**Instructions to follow**
Please rewrite the lines between the one holding "Where can you see the calculator screen" and the one holding "(1176, 704)", inclusive, in full and no others, shifting each coordinate in the answers by -123.

**Input for this task**
>> START

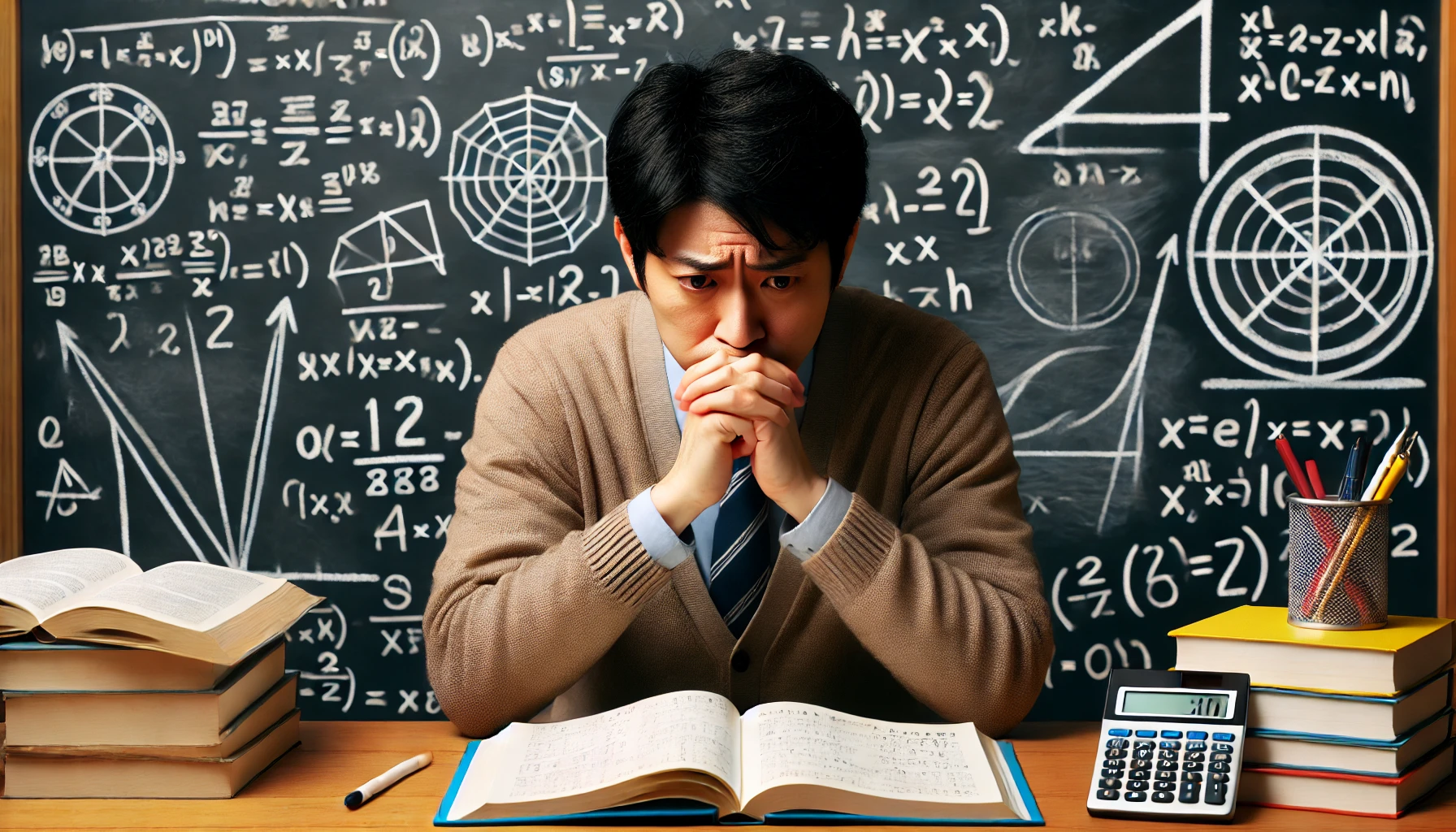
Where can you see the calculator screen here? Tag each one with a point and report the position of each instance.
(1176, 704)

>> END
>> START

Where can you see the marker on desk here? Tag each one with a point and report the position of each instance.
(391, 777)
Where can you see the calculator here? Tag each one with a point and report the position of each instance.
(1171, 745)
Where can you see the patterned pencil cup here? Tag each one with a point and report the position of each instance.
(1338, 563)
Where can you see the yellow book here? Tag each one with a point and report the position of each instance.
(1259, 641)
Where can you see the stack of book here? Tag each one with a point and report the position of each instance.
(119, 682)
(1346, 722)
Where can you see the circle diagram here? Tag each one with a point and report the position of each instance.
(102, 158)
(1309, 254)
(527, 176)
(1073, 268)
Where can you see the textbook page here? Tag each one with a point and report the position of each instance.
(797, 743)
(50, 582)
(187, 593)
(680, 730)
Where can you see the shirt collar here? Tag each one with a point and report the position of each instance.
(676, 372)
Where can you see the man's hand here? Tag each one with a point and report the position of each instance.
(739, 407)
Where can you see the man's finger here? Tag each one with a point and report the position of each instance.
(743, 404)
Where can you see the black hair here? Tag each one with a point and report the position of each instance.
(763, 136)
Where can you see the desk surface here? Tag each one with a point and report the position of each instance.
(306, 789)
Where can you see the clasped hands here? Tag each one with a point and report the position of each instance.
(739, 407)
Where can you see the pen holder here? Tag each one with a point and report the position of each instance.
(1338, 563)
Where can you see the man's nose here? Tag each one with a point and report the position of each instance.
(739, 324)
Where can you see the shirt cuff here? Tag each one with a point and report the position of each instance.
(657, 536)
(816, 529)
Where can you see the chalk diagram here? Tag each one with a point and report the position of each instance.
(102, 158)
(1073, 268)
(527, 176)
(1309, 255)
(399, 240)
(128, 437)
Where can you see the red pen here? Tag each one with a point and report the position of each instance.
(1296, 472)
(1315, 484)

>> END

**The answer**
Where can you see the calculator screen here? Tag each one with a point and report the position of each instance.
(1053, 581)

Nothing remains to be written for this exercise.